◆ **What the exercise asks**:
After finding the line with "locate reflection on" in the entries below, retype exactly each line from there through the line with "locate rippled texture, a point per instance.", including that final line.

◆ **Supplied entries**:

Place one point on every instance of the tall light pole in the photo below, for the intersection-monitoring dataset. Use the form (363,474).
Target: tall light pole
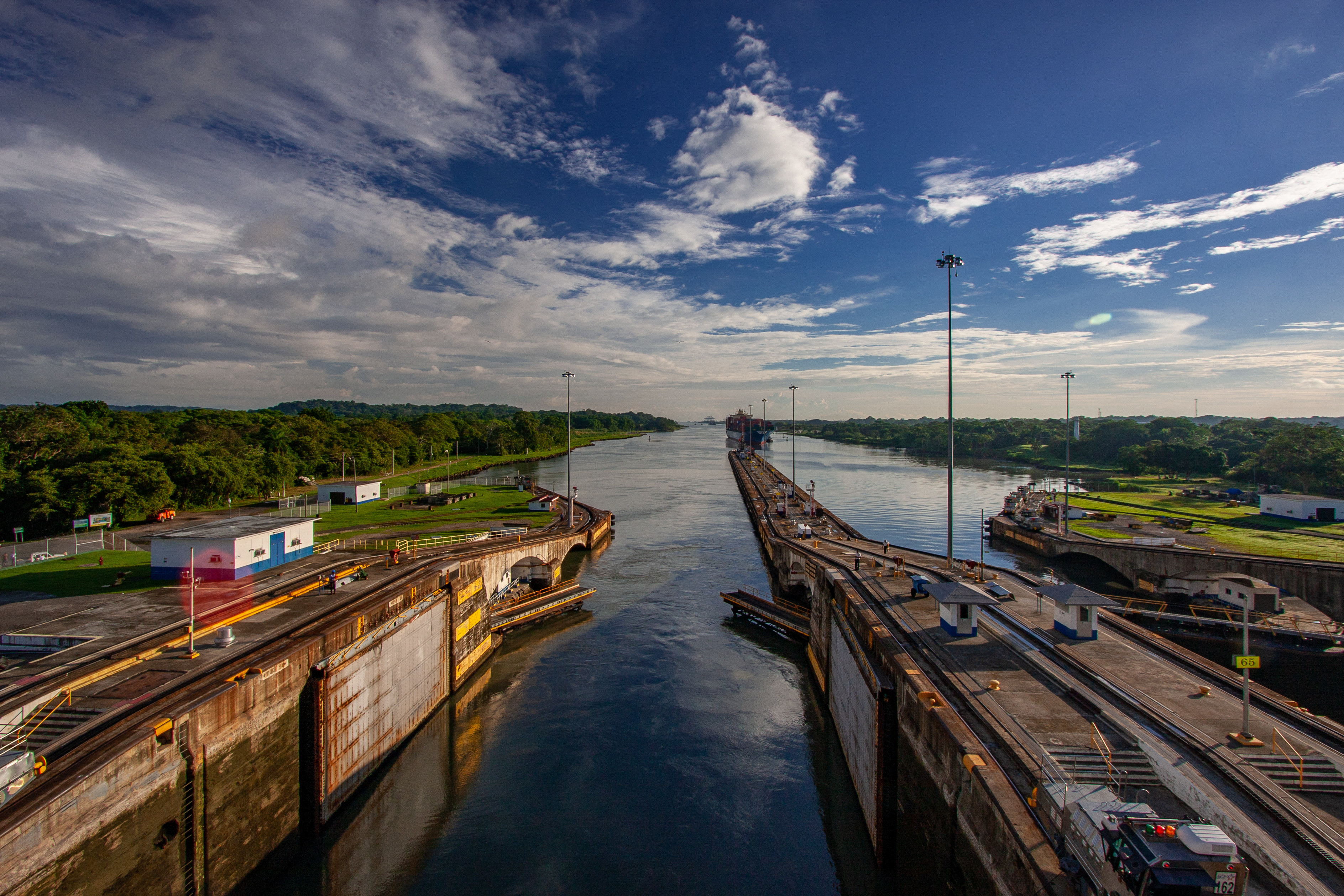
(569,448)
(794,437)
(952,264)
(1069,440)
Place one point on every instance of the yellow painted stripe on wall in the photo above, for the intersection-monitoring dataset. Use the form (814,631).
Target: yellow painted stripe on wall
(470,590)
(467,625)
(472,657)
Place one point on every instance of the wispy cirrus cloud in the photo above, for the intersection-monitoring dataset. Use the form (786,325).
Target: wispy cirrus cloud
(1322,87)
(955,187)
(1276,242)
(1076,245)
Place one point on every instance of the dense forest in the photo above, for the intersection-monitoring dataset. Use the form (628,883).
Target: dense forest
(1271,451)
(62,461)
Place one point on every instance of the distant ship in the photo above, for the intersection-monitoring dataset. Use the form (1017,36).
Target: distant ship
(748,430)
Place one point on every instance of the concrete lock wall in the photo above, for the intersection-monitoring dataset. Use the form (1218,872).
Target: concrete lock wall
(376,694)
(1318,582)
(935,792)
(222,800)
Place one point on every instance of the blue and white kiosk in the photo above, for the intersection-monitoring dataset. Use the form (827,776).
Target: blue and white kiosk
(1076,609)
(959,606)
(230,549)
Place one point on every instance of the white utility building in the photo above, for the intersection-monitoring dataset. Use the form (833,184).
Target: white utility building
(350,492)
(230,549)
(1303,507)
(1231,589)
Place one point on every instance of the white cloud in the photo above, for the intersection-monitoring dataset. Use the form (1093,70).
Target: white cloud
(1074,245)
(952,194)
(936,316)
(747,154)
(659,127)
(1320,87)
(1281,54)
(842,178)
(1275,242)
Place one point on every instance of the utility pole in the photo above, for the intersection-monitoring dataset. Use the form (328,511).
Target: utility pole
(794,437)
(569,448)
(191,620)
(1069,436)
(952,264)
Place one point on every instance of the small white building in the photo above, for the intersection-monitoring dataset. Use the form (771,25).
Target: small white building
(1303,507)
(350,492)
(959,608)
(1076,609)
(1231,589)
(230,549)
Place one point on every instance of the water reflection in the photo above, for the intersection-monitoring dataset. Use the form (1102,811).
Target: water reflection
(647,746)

---

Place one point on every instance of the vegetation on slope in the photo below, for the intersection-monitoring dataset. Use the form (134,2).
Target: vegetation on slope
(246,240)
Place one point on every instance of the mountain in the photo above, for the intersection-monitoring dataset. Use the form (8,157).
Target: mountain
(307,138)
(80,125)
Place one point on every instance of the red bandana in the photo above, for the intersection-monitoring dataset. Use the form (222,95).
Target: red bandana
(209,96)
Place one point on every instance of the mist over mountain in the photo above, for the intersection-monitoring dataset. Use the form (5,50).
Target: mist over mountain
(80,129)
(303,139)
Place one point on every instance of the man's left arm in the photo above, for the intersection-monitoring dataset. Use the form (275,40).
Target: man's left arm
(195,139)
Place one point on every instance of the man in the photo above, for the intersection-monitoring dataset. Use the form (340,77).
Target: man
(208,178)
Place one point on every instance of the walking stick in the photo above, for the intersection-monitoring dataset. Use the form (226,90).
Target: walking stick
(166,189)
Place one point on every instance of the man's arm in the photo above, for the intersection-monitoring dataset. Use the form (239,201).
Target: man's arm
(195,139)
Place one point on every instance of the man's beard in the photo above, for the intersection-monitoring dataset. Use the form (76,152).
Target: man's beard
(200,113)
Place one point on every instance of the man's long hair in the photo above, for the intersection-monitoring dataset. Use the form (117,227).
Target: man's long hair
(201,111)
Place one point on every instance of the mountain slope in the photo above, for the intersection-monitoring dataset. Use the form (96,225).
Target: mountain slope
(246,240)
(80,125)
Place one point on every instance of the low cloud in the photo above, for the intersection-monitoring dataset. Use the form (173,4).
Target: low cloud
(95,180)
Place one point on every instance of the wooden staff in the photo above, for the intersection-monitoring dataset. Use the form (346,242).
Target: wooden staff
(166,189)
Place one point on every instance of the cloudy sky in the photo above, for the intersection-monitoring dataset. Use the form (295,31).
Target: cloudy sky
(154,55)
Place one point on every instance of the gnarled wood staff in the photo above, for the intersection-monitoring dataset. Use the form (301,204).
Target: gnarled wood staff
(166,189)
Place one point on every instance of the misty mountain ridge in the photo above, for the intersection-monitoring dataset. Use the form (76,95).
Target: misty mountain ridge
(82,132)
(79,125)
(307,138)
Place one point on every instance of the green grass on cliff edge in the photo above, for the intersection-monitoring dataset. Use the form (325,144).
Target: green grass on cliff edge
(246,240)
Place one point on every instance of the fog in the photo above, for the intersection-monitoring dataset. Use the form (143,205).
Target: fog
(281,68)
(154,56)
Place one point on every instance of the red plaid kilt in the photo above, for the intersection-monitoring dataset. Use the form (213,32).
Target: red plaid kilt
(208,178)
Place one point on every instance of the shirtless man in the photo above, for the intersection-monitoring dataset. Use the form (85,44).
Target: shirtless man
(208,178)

...

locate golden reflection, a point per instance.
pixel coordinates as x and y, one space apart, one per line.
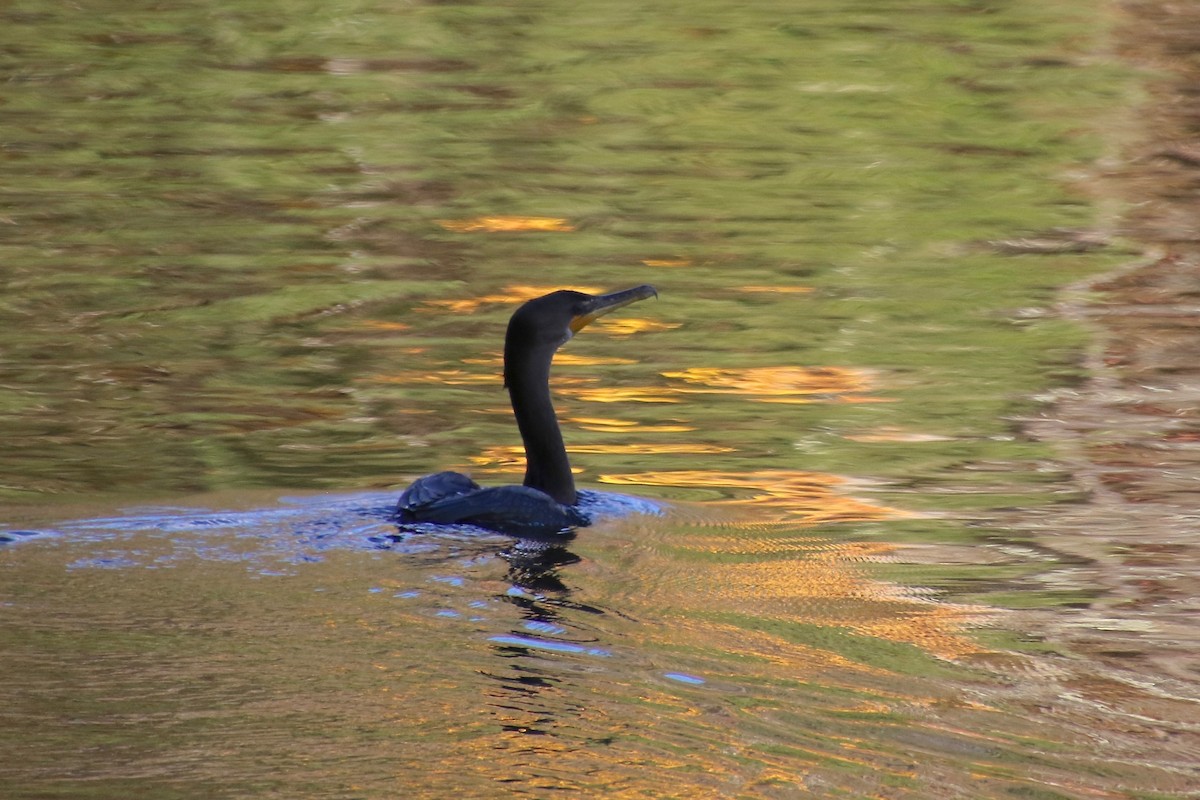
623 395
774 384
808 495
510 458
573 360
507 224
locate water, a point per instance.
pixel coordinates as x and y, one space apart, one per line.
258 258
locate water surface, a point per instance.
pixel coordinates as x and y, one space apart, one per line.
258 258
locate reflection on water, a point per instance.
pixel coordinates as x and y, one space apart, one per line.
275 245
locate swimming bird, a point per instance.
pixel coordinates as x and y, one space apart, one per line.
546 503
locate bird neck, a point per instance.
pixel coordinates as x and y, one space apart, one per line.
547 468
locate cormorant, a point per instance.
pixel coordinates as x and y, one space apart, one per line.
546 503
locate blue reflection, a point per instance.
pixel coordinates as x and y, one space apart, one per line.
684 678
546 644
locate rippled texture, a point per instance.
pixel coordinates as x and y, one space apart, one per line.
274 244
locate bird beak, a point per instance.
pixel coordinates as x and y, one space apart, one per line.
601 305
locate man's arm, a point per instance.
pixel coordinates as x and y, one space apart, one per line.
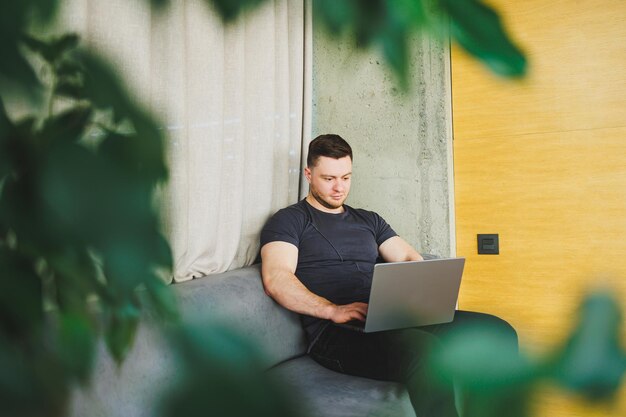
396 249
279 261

◆ **Output below**:
locate reflection on water, a point per instance.
pixel coordinates as x and y, one space apart, one per line.
275 245
locate swimming bird, a point per instance.
pixel coordinates as x and y, one space apart, one per line.
546 503
locate bird neck, a point per instance.
pixel coordinates as x and y, one space apart, one per line.
547 468
locate cormorant, a point per instance.
pixel coordinates as x and y, one space apart, one per line.
546 503
locate blue reflection, a point per instance.
pixel coordinates as x and y, one space apart, one per line.
684 678
546 644
locate rippled texture, a point per instance.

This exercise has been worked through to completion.